## TASK INPUT
________

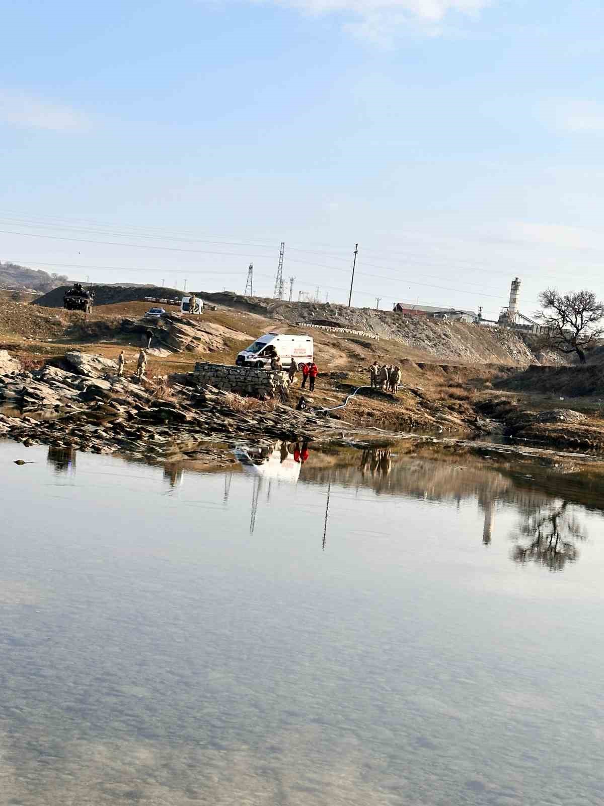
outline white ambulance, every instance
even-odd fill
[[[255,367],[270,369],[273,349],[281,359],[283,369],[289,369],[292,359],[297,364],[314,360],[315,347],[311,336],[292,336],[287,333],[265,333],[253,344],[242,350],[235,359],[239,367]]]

________

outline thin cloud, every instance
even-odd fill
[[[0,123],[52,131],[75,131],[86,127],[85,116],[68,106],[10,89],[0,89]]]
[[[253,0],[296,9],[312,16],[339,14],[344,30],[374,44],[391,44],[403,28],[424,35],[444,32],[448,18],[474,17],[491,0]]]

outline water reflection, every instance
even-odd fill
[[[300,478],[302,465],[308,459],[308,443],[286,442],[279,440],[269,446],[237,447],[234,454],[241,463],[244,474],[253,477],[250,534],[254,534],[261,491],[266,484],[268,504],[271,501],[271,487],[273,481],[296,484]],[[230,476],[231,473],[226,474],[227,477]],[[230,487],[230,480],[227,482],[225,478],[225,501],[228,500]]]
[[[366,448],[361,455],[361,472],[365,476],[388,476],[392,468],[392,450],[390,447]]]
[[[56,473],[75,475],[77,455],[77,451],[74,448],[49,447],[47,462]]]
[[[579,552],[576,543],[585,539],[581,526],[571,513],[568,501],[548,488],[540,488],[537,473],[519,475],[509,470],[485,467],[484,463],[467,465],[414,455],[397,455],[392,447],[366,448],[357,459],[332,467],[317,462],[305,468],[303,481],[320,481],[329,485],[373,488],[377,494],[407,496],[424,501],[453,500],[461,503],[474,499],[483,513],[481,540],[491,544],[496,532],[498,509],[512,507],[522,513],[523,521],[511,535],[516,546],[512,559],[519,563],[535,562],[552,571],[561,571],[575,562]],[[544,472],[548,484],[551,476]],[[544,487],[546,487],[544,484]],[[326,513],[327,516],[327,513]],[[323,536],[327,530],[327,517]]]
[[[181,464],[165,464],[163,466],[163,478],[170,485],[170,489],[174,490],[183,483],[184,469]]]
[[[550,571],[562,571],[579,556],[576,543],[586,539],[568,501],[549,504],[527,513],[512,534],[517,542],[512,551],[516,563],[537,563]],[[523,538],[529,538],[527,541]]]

________

Collect every line in the records above that contains the word "instance".

outline white ambulance, every instance
outline thin cloud, every instance
outline water reflection, every instance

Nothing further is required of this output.